**ASSIGNMENT**
Could you copy exactly the line that contains "If you could mark the concrete" and every line after it to the end of the records, and nothing more?

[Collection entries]
════════════════
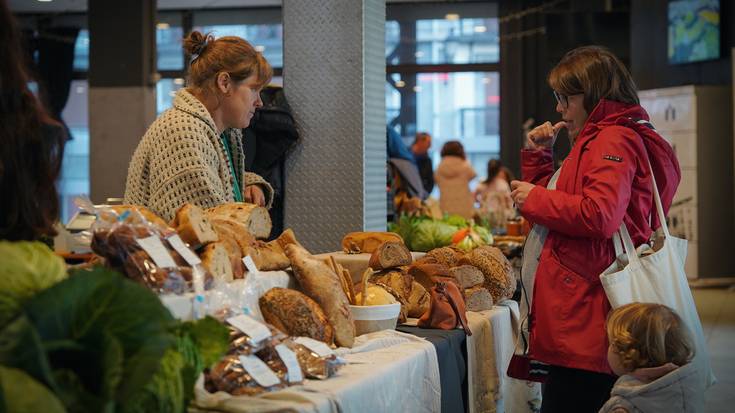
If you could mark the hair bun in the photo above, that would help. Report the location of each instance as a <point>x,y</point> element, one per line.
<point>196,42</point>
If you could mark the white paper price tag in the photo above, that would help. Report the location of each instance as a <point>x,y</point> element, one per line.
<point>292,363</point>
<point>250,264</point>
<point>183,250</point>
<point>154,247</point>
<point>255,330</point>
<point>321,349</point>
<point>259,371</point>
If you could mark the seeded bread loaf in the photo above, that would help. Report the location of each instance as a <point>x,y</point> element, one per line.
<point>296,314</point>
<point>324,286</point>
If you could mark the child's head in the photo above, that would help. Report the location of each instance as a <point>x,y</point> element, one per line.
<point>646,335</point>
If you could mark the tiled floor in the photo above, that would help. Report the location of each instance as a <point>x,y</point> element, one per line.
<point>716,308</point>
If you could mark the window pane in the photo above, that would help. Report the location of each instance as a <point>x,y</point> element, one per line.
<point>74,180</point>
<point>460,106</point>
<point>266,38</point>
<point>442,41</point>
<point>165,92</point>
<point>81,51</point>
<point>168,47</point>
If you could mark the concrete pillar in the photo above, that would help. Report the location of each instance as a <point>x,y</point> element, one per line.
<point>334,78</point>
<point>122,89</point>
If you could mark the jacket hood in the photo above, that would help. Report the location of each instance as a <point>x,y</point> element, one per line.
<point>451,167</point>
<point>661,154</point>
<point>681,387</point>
════════════════
**SOLUTION**
If you could mark the concrete pillar in the photo above, that would help. Report the location of each instance as a <point>x,y</point> element, one per line.
<point>334,78</point>
<point>122,89</point>
If you could mark the jacket hood in the photo above, that would help. Report the location of each instance as a <point>x,y</point> element, one per line.
<point>451,167</point>
<point>661,154</point>
<point>681,387</point>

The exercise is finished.